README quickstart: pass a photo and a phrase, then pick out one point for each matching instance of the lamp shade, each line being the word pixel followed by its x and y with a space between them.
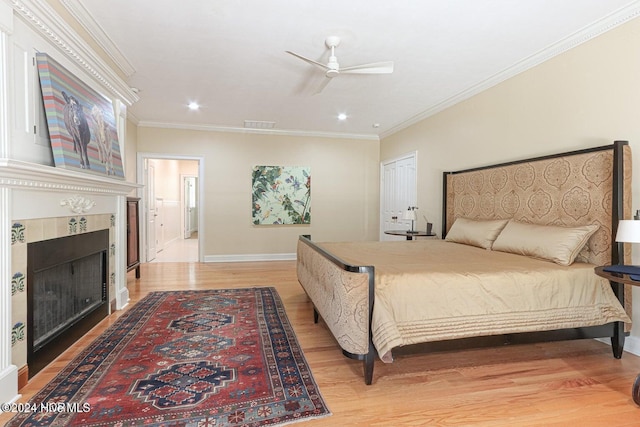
pixel 411 215
pixel 628 231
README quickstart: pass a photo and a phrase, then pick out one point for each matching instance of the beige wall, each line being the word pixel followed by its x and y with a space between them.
pixel 588 96
pixel 130 150
pixel 344 191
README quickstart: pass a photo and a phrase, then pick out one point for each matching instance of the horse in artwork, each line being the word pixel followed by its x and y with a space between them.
pixel 101 136
pixel 76 123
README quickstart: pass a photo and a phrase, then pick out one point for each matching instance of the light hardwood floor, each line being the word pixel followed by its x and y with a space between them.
pixel 576 383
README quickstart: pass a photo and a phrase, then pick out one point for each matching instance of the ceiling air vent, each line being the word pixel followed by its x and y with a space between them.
pixel 257 124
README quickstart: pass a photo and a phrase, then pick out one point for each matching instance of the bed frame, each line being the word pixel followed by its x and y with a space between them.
pixel 343 294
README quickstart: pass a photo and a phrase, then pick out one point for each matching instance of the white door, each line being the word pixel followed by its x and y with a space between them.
pixel 398 192
pixel 190 206
pixel 159 225
pixel 151 212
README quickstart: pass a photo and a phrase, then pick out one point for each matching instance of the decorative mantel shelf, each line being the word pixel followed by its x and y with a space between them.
pixel 25 175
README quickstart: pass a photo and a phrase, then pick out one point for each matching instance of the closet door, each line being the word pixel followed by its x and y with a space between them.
pixel 397 192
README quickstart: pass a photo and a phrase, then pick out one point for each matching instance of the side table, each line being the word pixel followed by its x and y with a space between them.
pixel 623 278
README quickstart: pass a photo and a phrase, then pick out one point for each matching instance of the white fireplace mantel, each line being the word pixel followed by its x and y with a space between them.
pixel 32 176
pixel 31 190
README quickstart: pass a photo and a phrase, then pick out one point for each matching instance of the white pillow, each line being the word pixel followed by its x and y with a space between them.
pixel 473 232
pixel 549 242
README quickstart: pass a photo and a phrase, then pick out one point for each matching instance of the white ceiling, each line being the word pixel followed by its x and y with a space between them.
pixel 229 55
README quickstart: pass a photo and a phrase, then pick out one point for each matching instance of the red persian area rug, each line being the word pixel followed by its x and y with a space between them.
pixel 225 357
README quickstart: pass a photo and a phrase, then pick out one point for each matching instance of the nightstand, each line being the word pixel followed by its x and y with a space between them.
pixel 627 280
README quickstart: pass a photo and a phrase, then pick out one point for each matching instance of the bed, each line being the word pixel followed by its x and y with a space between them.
pixel 515 266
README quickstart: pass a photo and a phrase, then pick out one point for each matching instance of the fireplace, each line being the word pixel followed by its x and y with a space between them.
pixel 66 293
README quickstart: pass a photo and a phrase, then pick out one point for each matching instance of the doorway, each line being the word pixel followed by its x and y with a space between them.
pixel 398 191
pixel 171 226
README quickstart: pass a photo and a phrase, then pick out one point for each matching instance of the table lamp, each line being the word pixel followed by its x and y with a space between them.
pixel 410 213
pixel 628 231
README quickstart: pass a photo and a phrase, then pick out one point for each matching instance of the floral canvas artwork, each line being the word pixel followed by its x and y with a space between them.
pixel 281 195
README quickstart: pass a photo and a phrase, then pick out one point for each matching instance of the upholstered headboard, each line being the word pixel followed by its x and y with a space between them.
pixel 591 186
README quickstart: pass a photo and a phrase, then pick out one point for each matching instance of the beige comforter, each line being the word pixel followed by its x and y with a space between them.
pixel 430 290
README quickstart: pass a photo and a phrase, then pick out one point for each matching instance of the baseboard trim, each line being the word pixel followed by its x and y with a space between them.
pixel 9 384
pixel 250 257
pixel 23 376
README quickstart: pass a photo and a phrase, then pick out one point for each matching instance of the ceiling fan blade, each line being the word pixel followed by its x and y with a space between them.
pixel 373 68
pixel 324 84
pixel 310 61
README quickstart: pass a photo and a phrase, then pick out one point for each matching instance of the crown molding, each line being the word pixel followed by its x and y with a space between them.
pixel 48 23
pixel 80 13
pixel 599 27
pixel 282 132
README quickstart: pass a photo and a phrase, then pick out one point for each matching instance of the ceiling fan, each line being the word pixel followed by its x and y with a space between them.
pixel 333 69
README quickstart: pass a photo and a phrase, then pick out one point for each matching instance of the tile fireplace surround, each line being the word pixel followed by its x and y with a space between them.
pixel 42 202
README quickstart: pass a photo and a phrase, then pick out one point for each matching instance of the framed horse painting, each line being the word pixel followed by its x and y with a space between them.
pixel 81 122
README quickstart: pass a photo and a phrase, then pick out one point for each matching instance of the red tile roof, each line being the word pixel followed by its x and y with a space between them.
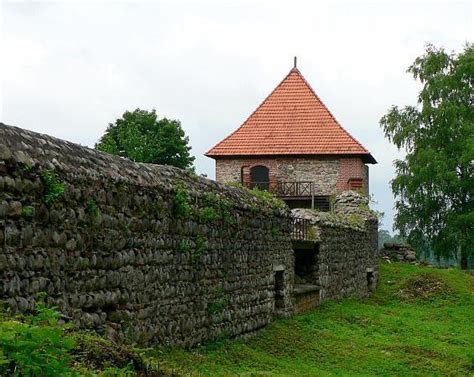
pixel 292 120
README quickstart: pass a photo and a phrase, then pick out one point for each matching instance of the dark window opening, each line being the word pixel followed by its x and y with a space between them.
pixel 321 203
pixel 260 177
pixel 370 280
pixel 279 289
pixel 306 268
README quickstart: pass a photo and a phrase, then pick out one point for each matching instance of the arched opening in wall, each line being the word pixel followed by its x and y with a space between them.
pixel 306 266
pixel 260 177
pixel 370 279
pixel 279 289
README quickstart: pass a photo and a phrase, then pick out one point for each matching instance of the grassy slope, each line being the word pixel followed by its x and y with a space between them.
pixel 384 335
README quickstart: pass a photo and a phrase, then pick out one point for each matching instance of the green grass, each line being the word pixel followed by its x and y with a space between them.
pixel 405 328
pixel 419 322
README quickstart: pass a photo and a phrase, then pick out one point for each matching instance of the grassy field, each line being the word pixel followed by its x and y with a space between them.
pixel 420 322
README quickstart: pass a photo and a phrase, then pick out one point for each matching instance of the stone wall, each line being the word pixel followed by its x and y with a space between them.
pixel 146 251
pixel 329 174
pixel 347 258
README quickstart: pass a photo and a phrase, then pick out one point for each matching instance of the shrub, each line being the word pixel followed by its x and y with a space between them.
pixel 35 345
pixel 181 207
pixel 53 187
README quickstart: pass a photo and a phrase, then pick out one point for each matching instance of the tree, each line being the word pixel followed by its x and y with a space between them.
pixel 142 137
pixel 434 184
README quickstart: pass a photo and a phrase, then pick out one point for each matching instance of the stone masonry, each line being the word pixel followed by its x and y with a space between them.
pixel 329 174
pixel 150 252
pixel 347 257
pixel 161 256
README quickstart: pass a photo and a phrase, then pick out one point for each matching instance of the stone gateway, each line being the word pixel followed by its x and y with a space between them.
pixel 155 253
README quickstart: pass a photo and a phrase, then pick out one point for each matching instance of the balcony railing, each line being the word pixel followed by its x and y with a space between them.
pixel 286 188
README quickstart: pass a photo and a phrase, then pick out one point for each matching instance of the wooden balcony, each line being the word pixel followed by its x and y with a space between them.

________________________

| What is expected |
With the pictures left out, return all the material above exactly.

| Written answer |
README quickstart: pass a photo and a phrase, then pick out one point for each matching instance of the lamp shade, each line being the word pixel followed by its x and y with a space between them.
pixel 411 215
pixel 628 231
README quickstart: pass a photo and a phrase, then pick out one point for each matching instance of the beige wall, each line being the word pixel followed by its x and y with a space between them.
pixel 588 96
pixel 130 150
pixel 344 191
README quickstart: pass a photo and a phrase, then pick out one point for each matching instance of the horse in artwork, each line being the word pixel followed by its x and y with a space between them.
pixel 101 136
pixel 76 123
README quickstart: pass a photo and a phrase, then pick out one point for each matching instance of the light hardwood floor, each line being the word pixel followed by its x and y with a space between them.
pixel 576 383
README quickstart: pass a photo and a phrase, then pick out one point for each matching instance of the ceiling air vent, each line being the word pixel followed by its x and y with a space between them.
pixel 257 124
README quickstart: pass a photo and a phrase, then pick out one point for each matching instance of the bed frame, each line being the word pixel followed by its x and y with a space between them.
pixel 343 294
README quickstart: pass a photo and a phrase, then pick out one point for each matching instance of the white door, each line being the word pixel followed by its x and y with a space between them.
pixel 398 192
pixel 190 206
pixel 159 225
pixel 151 212
README quickstart: pass a photo and a phrase, then pick out one point for each matching instance of the decorative mantel shelf, each line being the word pixel followed by its x and y with a space between them.
pixel 25 175
README quickstart: pass a photo and a phrase, then pick out one point for each matching instance of the closet door, each line being the word pixel followed by its x and y with a space between them.
pixel 397 192
README quickstart: pass a photo and a phrase, then pick out one point for each matching instance of the side table, each line being the word pixel followed by its x and y with a space between them.
pixel 623 278
README quickstart: pass a photo and a phrase, then pick out one point for each matching instance of the white fireplace mantel, each line being the word pixel followed by its x and y with a space between them.
pixel 32 176
pixel 31 190
README quickstart: pass a photo and a phrase, then pick out one point for each matching instance of the white pillow, each line being the word pixel followed by its x and y with a space between them.
pixel 473 232
pixel 549 242
README quickstart: pass a photo and a phrase, then pick out one point for each matching instance of the white ceiling, each line being the word pixel followed by its x and y with a space between them.
pixel 229 55
README quickstart: pass a photo and a phrase, then pick out one point for each matching instance of the red persian area rug, each line being the word pixel followed by its x and y with a space between them.
pixel 225 357
README quickstart: pass a photo and a phrase, then pick out one point for each matching instance of the nightstand, each line being the word pixel followed by its x and y with a space between them.
pixel 627 280
README quickstart: pass a photo and a phrase, then pick out one point for each matching instance of the bed, each line being the word pixel followed by its x and y with a space between them.
pixel 515 266
README quickstart: pass a photo and a phrase, then pick out one point for each matching instance of the fireplace, each line being the word pixel followed by its x and y with a space between them.
pixel 66 293
README quickstart: pass a photo and a phrase, then pick out one point for each matching instance of the doorway, each line being the word pixel followed by its x and y with a space between them.
pixel 398 191
pixel 171 226
README quickstart: pass a photo and a phrase, then pick out one point for each matching instance of the table lamp, each line being the word pixel followed by its x and y with a space between them.
pixel 410 213
pixel 628 231
README quickstart: pass a photo and a phrase, then pick out one point for each matching instance of the floral canvas artwork, each line being the word pixel followed by its x and y with a space between them.
pixel 281 195
README quickstart: pass a photo and a phrase, then pick out one point for each matching instance of the upholstered headboard, each line being the word pixel followed by its x and y with a space between them.
pixel 591 186
README quickstart: pass a photo and a phrase, then pick out one point for each matching instance of the beige comforter, each line being the word pixel followed by its x and y with a space between them.
pixel 430 290
README quickstart: pass a photo and a phrase, then pick out one point for each matching instance of the baseboard trim, each line being the word pixel followed by its x and y with a space between them.
pixel 9 384
pixel 250 257
pixel 23 376
README quickstart: pass a photo and a phrase, then pick out one point for each matching instance of the ceiling fan blade, each line being the word pixel followed by its x and y with a space between them.
pixel 373 68
pixel 324 84
pixel 310 61
README quickstart: pass a photo and a phrase, then pick out one point for each matching instance of the crown molding, each line being the word pixel followed by its x and y with a space between them.
pixel 48 23
pixel 80 13
pixel 599 27
pixel 282 132
README quickstart: pass a photo and a phrase, then pick out one point for each matching instance of the ceiling fan, each line being the word pixel followed by its x and y with a space between them.
pixel 333 69
README quickstart: pass a photo and a phrase, then pick out one point for each matching instance of the tile fireplace surround, each line being the word pixel followed by its x and y with a space between them.
pixel 42 202
README quickstart: pass a photo and a phrase, then pick out one point for each matching instance of the framed horse painting, each line being the word pixel followed by its x and y with a space between them.
pixel 81 122
README quickstart: pass a photo and a phrase, then pick out one point for each matching instance of the red tile roof, each line being the word pixel followed by its x and y with a space between them.
pixel 292 120
README quickstart: pass a photo and a phrase, then pick out one point for each matching instance of the dark window opening, each line being the word pixel followed by its x and y with a space between them.
pixel 321 203
pixel 260 177
pixel 370 280
pixel 279 289
pixel 306 268
README quickstart: pass a photo and a phrase, then pick out one point for each matching instance of the arched opening in wall, each line being the word pixel followed by its x and y with a space between them.
pixel 306 266
pixel 260 177
pixel 370 279
pixel 279 289
README quickstart: pass a photo and a phrase, then pick out one point for each matching instance of the grassy slope, each line being the word pixel followed by its x and y with a space between them.
pixel 384 335
README quickstart: pass a photo and a phrase, then pick out one point for each matching instance of the green grass, each line being the word pixel followed by its x and y with a space between them.
pixel 405 328
pixel 419 322
README quickstart: pass a photo and a phrase, then pick out one point for each matching instance of the grassy field, each line being the word pixel followed by its x and y with a space between them.
pixel 420 322
README quickstart: pass a photo and a phrase, then pick out one point for each matching instance of the stone wall, each line being the word pixel followed by its x and y with a space between them.
pixel 146 251
pixel 329 174
pixel 347 258
README quickstart: pass a photo and a phrase, then pick out one point for each matching instance of the shrub, each line being the word pixel followed by its x and y with a space between them.
pixel 35 345
pixel 181 207
pixel 53 187
README quickstart: pass a photo and a phrase, then pick out one point for each matching instance of the tree, each line being the word pixel followed by its x and y with a space between them.
pixel 142 137
pixel 434 184
README quickstart: pass a photo and a phrase, then pick out one point for each matching instance of the stone masonry, each line being the word pixel followed by its x and y with a space between them.
pixel 329 174
pixel 150 252
pixel 347 257
pixel 161 256
README quickstart: pass a photo and a phrase, then pick out one point for each matching instance of the stone gateway, each line being the word pixel followed by its x and y with a space between them.
pixel 155 253
README quickstart: pass a photo and a phrase, then pick out one point for each matching instance of the balcony railing, each line being the word pixel followed by its x and y with a space between them.
pixel 286 188
README quickstart: pass a photo and a phrase, then pick out one point for each matching instance of the wooden balcony, each line being the word pixel followed by its x and y with a space between them.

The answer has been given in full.